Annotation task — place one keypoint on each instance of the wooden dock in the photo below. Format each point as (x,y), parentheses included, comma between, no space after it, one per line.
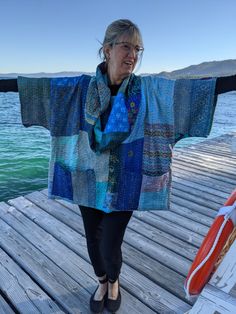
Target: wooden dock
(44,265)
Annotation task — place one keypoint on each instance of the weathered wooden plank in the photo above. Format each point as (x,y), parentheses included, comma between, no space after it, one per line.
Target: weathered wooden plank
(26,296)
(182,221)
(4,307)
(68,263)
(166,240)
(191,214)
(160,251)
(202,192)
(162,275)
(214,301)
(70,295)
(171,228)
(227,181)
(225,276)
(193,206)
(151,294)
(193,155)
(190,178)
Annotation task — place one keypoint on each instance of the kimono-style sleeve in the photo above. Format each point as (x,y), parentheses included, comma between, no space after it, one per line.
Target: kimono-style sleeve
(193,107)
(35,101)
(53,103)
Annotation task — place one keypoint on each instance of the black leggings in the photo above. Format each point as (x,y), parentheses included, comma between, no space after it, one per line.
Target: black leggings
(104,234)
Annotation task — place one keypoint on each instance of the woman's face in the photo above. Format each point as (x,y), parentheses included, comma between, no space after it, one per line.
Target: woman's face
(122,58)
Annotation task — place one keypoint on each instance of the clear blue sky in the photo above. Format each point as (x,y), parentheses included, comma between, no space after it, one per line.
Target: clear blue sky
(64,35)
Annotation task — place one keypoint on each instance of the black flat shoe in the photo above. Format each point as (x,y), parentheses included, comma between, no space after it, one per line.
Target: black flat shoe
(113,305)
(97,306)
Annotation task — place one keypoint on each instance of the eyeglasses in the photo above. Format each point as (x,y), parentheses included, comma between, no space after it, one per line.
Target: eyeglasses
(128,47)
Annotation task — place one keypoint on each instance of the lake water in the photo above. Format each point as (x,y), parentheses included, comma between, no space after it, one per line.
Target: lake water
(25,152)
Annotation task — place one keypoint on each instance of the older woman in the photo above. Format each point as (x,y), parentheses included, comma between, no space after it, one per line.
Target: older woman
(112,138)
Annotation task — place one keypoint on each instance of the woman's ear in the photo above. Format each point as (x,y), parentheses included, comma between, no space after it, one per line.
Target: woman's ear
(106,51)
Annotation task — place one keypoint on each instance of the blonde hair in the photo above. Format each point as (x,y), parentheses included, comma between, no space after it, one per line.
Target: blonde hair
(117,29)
* * *
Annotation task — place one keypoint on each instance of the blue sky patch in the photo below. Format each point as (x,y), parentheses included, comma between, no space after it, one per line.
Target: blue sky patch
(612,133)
...
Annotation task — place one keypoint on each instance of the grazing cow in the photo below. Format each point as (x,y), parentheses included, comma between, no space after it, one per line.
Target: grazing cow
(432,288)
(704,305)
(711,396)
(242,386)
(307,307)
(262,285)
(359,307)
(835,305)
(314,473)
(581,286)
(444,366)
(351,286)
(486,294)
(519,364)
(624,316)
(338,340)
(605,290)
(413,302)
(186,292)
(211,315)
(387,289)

_Exercise instructions:_
From the material above, copy exactly the lines between the line holding "Target: wooden dock" and the line holding "of the kimono-style", inclusive, and only those.

_Expected output:_
Target: wooden dock
(44,265)
Annotation task — place one keypoint on each instance of the weathered wooden plank in the photo above. Format each point as (x,y), parentheses included, comma between, no space after it, one per line.
Target: weathered wooden plank
(26,296)
(182,221)
(4,307)
(68,263)
(166,240)
(191,214)
(160,251)
(202,192)
(162,275)
(214,301)
(70,295)
(171,228)
(227,181)
(225,276)
(193,206)
(151,294)
(193,155)
(190,178)
Annotation task — place one keypoint on each instance of the kimono-style sleeve in the photo above. Format each point as (x,y), parentheses included, comma between, no space after it, one per line.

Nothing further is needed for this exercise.